Document section →
[BEGIN]

The first question is designed to ascertain an anchor. A company could offer you $100 million, but if you tell them you’re looking for $50 million, you’ve just anchored yourself.

And if you disclose who that offer is from, you reduce the leverage of imagination. Google is more likely to bid higher if they believe your offer is from Facebook, not from Yahoo.

We were asked this question by so many acquirers, we effectively had a script:

The second question will come in the form of requesting a cash or balance statement. The acquirer’s intent here is to gauge your runway. If they determine you have three months left, they’ll wait two months to bid when you have less leverage.

The important note here is that the acquirer doesn’t actually need all this info to make an offer. The acquisition price is a function of the future value your company can provide, not your cash on hand.

Keep the acquirer focused on that, and push back on unnecessary requests.

Step 9: Verbal offer
At this point, a company has enough information to decide if they want to make an offer.

[END]

Excerpts from a point labeling dataset →
[BEGIN]

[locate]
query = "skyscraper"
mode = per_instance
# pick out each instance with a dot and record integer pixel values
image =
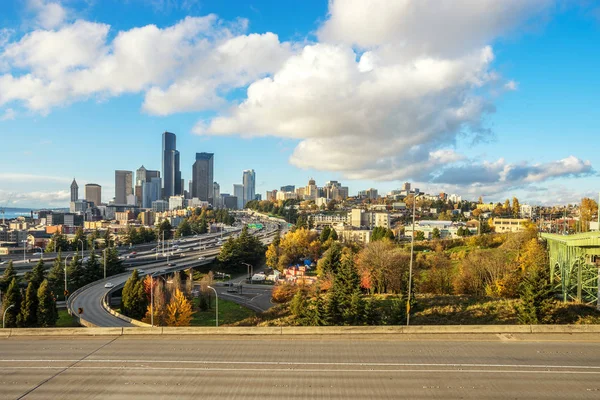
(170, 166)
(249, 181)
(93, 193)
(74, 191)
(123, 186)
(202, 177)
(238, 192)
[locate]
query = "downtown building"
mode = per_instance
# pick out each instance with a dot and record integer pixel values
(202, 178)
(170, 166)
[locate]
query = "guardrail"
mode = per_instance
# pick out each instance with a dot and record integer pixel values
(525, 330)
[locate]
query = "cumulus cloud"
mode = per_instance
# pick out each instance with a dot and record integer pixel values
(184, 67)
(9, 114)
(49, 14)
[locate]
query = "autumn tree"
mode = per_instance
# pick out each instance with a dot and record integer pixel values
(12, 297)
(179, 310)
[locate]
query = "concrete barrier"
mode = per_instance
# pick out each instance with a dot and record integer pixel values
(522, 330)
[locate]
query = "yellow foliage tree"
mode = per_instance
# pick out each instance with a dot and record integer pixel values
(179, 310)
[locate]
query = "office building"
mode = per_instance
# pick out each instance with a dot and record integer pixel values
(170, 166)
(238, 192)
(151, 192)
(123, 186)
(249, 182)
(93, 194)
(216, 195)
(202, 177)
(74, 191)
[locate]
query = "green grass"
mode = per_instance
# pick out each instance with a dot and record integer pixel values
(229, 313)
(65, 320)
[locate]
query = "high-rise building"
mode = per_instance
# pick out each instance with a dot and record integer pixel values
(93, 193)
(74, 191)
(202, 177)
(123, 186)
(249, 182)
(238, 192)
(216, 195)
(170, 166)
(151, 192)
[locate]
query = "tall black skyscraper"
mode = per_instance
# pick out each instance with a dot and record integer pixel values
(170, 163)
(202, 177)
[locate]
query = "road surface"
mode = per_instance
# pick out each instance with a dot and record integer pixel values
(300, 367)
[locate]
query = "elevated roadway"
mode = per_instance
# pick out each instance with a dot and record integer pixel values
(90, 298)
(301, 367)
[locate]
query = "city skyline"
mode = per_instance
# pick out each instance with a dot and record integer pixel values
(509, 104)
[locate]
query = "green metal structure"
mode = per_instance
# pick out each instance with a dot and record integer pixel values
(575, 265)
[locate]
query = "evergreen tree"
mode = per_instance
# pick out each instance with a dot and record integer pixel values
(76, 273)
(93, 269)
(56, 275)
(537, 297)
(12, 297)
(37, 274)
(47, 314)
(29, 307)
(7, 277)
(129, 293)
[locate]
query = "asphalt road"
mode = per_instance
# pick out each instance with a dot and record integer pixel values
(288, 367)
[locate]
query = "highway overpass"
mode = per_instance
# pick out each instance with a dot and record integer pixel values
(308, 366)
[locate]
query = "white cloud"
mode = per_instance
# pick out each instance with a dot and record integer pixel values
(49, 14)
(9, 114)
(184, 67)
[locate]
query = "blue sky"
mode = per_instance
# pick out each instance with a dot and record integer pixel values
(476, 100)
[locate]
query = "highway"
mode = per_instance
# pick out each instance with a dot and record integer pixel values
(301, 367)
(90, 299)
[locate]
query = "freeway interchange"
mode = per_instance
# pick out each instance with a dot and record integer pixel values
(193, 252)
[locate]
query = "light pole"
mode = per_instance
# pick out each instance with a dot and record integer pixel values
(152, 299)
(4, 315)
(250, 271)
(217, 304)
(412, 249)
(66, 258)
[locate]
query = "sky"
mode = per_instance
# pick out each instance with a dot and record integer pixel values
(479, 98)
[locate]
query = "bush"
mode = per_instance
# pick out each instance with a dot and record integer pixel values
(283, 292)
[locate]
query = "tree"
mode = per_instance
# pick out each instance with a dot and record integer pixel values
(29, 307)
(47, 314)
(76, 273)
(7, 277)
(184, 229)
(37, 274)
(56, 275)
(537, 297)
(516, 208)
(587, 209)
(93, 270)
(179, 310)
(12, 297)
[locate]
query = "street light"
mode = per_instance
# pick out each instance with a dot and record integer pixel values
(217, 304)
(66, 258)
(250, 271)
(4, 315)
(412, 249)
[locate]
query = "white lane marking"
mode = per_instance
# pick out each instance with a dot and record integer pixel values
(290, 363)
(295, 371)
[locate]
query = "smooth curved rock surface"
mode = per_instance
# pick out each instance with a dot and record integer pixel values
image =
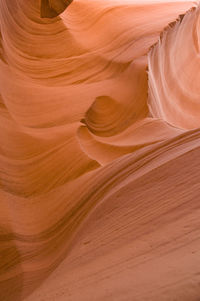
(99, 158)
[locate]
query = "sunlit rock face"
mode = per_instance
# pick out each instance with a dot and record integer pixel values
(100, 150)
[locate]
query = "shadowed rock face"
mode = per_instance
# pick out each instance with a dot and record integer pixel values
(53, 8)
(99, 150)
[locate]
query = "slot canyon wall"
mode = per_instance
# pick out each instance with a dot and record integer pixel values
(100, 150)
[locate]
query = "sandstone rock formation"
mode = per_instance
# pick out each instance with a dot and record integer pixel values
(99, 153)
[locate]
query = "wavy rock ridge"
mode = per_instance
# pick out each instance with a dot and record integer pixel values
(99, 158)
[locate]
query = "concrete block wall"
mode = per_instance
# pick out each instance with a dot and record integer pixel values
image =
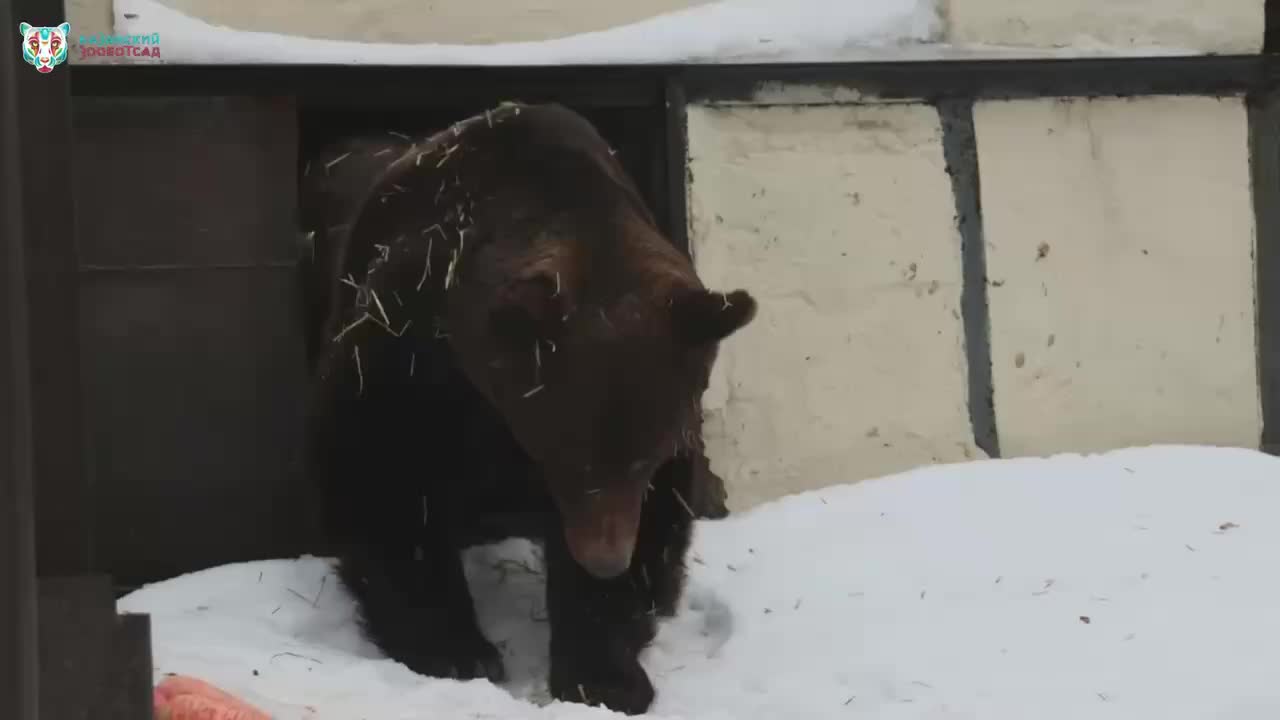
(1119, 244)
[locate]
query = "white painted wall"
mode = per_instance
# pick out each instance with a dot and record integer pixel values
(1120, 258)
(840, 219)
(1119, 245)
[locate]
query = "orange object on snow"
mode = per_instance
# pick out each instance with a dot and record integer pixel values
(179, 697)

[END]
[BEGIN]

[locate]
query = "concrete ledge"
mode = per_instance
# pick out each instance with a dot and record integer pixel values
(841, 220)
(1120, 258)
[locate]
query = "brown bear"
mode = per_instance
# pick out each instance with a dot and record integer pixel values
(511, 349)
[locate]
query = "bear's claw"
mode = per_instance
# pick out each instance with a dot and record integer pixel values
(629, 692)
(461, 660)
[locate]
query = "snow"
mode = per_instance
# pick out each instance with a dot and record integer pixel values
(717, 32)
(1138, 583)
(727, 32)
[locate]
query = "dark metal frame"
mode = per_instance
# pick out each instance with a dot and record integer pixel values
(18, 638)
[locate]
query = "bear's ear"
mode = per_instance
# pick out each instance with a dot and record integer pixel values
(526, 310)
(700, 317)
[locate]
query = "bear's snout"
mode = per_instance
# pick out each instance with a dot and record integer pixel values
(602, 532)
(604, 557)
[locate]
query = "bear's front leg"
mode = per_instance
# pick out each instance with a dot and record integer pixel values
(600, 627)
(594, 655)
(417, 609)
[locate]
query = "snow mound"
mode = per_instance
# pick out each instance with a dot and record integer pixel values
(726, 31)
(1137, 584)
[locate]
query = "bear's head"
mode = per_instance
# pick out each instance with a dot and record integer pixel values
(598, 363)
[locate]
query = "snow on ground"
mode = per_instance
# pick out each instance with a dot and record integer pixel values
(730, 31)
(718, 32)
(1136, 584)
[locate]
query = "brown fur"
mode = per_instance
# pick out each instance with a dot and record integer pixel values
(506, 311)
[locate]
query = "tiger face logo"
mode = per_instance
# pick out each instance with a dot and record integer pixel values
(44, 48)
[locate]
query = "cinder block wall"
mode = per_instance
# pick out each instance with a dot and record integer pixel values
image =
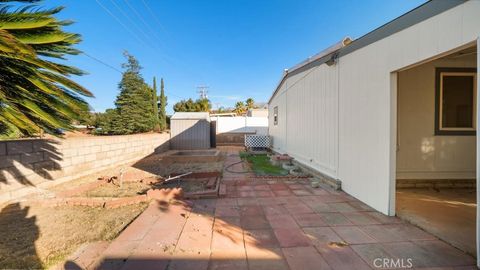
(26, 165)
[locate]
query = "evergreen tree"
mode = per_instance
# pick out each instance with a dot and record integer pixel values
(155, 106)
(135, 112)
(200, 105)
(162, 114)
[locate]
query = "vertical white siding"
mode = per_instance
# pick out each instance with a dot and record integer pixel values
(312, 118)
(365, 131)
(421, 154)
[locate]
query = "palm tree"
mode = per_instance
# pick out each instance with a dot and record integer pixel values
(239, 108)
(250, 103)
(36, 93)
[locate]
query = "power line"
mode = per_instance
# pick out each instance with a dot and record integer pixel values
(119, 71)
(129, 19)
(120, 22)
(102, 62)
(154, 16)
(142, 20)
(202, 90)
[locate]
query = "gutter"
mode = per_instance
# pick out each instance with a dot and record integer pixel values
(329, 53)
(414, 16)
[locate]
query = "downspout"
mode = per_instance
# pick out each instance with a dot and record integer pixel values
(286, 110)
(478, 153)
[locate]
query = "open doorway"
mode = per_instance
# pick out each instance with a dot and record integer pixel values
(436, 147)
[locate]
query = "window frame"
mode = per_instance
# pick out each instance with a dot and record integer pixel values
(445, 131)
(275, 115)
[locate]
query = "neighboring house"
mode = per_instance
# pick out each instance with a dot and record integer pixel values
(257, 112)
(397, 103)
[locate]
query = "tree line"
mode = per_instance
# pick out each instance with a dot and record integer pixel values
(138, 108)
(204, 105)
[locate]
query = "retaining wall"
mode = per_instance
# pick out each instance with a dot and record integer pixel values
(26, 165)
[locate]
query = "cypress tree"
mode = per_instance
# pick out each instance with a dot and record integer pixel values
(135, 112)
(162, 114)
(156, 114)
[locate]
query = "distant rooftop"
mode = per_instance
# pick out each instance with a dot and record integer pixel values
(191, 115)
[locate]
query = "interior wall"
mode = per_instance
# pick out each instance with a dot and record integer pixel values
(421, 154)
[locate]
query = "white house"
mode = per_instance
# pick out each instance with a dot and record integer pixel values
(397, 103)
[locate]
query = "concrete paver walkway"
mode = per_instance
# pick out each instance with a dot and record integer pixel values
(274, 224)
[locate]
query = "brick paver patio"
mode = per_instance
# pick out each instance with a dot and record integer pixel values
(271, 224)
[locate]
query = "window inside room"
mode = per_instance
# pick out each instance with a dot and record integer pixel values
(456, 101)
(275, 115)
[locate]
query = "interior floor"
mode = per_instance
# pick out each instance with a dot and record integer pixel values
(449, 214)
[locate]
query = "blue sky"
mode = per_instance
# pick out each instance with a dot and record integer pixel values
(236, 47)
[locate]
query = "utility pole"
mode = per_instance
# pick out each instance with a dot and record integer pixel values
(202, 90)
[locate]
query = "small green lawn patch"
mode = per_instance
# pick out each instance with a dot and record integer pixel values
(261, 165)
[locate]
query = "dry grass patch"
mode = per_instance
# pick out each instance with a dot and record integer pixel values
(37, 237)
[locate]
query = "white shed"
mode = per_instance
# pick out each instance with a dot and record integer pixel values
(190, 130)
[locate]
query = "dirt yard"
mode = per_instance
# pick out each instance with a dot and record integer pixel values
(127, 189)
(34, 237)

[END]

Task to carry out → Decide whether each statement agrees with the text on acquisition negotiations: (a) the acquisition price depends on the company's cash on hand, (b) requesting a cash or balance statement lets the acquirer gauge your runway, and (c) revealing who an offer is from increases your leverage. Answer yes or no for each, and quote the words from the text that decide it. The two blocks of material have no connection to the text on acquisition negotiations.

Written reply →
(a) No: "The acquisition price is a function of the future value your company can provide, not your cash on hand."
(b) Yes: "The acquirer’s intent here is to gauge your runway."
(c) No: "if you disclose who that offer is from, you reduce the leverage of imagination."